Work order: Write out every record below exactly as it appears.

Entries shown:
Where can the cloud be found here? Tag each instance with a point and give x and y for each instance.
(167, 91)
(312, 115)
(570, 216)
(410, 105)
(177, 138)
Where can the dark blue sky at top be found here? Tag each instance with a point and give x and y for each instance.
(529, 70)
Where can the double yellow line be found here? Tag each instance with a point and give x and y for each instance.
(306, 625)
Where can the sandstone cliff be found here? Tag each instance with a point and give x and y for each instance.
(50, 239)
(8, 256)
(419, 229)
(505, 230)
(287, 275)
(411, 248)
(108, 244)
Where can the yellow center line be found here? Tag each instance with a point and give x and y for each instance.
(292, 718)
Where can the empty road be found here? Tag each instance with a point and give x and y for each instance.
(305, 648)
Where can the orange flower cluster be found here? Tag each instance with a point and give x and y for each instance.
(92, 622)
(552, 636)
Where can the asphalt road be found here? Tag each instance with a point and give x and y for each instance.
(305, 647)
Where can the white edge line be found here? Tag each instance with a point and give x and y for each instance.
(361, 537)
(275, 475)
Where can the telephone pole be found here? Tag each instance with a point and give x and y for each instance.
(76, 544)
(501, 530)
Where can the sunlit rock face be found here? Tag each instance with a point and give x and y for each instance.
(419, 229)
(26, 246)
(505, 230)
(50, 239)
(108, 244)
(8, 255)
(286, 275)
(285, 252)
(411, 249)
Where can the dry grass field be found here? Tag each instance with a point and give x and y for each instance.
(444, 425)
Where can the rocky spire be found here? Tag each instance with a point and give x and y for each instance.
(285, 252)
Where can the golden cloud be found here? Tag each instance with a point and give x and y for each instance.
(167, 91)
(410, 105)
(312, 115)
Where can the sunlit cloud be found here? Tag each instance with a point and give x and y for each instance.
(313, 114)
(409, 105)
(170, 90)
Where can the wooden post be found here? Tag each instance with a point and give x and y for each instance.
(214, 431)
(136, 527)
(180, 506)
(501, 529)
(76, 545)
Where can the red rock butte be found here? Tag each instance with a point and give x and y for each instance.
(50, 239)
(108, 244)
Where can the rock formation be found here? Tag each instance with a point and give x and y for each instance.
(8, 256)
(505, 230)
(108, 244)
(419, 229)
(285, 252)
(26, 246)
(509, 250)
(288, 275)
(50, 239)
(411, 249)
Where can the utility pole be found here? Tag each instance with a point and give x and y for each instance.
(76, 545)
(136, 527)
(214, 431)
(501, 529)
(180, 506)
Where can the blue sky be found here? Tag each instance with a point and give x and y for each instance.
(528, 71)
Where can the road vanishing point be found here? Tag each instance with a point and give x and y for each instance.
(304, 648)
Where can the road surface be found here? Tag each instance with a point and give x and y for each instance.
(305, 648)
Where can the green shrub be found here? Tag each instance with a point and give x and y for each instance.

Solved problem:
Where can the cloud be found here? Tag each instance with a point and give x and y for each instance.
(167, 91)
(312, 115)
(570, 216)
(410, 105)
(177, 138)
Where can the dark blue sky at top be found here? Tag each instance with a point and give x and y for each instance.
(529, 70)
Where can the double yellow line be found here? Tag each instance with a point and give x and y for each instance.
(306, 625)
Where can the sandstone cliff be found here? Tag each instance with a point and give x and y for each instance.
(50, 239)
(8, 256)
(419, 229)
(505, 230)
(287, 275)
(411, 248)
(108, 244)
Where can the yellow center line be found here? Tag each instance with a point and give x and y for each instance.
(292, 718)
Where can the empty road be found here? Tag each instance with a point and give x and y for each instance.
(305, 648)
Where can the orange flower cluster be found here? Tag each instance with a point and give x and y for each instance.
(92, 622)
(552, 636)
Where can the asphalt road be found here? Tag each instance with a point and give x and y for each instance.
(305, 647)
Where can the white edge line be found here? Tag each instance with a point and give x and y for each instance.
(361, 537)
(275, 475)
Where can the telephone pole be found here? Tag each instance with a point and give x and y for each instance.
(76, 544)
(501, 530)
Where can the sunlit rock face be found here? Tag each instance with a point and give x and y for each instance.
(419, 229)
(26, 246)
(505, 230)
(50, 239)
(108, 244)
(8, 255)
(286, 275)
(285, 252)
(411, 249)
Where can the dry grass field be found here? Tag each instance with a point and give x and y for each instance.
(444, 425)
Where can the rocky spire be found here? Tag each instance with a point and give x and y for each instance.
(285, 252)
Where can the golden cloud be found here? Tag each instance with a point and give x and y for each instance.
(167, 91)
(410, 105)
(312, 115)
Where can the sunlit cloud be found here? Tag each instance with a point and give x and y for each instance.
(313, 114)
(409, 105)
(170, 90)
Where can the wooden post be found here? Tag each instance with a point and give x and y for each instance.
(214, 431)
(136, 527)
(180, 506)
(501, 529)
(76, 545)
Where can the red rock butte be found here? Tag each instance with a point and give x and y for each instance.
(50, 239)
(108, 244)
Where can the rock formation be found here? Tag each instance with a point and give x and y for each instance.
(8, 256)
(505, 230)
(108, 244)
(419, 229)
(285, 252)
(26, 246)
(509, 250)
(288, 275)
(50, 239)
(411, 249)
Where can the utility pole be found here? Tag each instance with a point and give x and y for each instance.
(76, 545)
(136, 527)
(214, 431)
(501, 529)
(180, 506)
Where can the blue sky be found here? Tag each instance with a point and give x and y for each instance.
(528, 71)
Where can the road vanishing point be found here? Tag each instance with a point and give x and y for each instance.
(304, 648)
Where can the road surface be found here? Tag each instance with a point and give x and y for each instance.
(305, 648)
Where can the green shrub be found here? Tag each instance with a point and give x and y for each instance.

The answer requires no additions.